Reproduce the data exactly.

--- Data for analysis ---

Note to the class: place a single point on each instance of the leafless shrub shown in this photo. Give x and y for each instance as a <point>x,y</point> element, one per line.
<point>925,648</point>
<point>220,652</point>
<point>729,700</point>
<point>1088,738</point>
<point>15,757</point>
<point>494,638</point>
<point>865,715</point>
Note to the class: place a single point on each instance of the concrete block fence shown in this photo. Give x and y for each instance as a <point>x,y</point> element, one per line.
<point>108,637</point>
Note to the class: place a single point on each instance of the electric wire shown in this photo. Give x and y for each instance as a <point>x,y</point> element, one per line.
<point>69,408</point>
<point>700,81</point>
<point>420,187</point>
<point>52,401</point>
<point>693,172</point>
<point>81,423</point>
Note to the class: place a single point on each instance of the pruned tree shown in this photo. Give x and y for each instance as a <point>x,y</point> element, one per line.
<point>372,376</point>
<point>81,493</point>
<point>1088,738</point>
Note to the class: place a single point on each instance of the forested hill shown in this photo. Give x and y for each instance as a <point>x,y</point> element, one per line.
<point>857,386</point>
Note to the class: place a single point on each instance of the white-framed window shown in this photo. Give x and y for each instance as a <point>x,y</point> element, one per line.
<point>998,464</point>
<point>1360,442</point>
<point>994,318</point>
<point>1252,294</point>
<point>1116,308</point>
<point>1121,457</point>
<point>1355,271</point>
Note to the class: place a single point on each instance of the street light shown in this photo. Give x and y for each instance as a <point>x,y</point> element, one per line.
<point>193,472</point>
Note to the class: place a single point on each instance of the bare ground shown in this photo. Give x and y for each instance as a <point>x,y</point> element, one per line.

---

_Response for this exercise_
Note to the class: place a single point on each instance of the leafless shrub shown in this photo. Give x and y for each instance as a <point>x,y</point> element, one per line.
<point>925,648</point>
<point>220,652</point>
<point>729,700</point>
<point>1088,738</point>
<point>15,757</point>
<point>494,638</point>
<point>865,715</point>
Note to the class: place a single point on each instance of the concrete block fence shown in this photo. Give x and y for each instance as a <point>x,y</point> element, one per line.
<point>108,637</point>
Note to the class: place a single point on each instance of the electric wire shown in this photo. Give x and y for each instance as a <point>x,y</point> element, one per line.
<point>69,408</point>
<point>700,81</point>
<point>420,187</point>
<point>52,401</point>
<point>693,172</point>
<point>81,423</point>
Note to the class: place a single point on each instance of the pruned tree shown in this photo. Give x and y for each instance as a <point>x,y</point> element, one per line.
<point>372,376</point>
<point>81,493</point>
<point>1088,738</point>
Note to the class: place a single point on each instance of the forested hill shown in this photo. Give x and y for each instance as a <point>x,y</point> element, one per line.
<point>857,386</point>
Note to the class: place a single point on each instance of the white-framed window shown in this photo. Give x and y for each instance as a <point>x,y</point> element, one per line.
<point>998,464</point>
<point>1360,442</point>
<point>994,318</point>
<point>1252,294</point>
<point>1116,308</point>
<point>1121,457</point>
<point>1355,271</point>
Note to the class: place a single point on each instance of the street light shown in this photo. Give x and y for each instance as a <point>x,y</point> element, one per line.
<point>193,472</point>
Note to the class: place a single point on each instance of the bare ground shown in this photo. Give x and y for each instance as a <point>x,y</point> element, one per line.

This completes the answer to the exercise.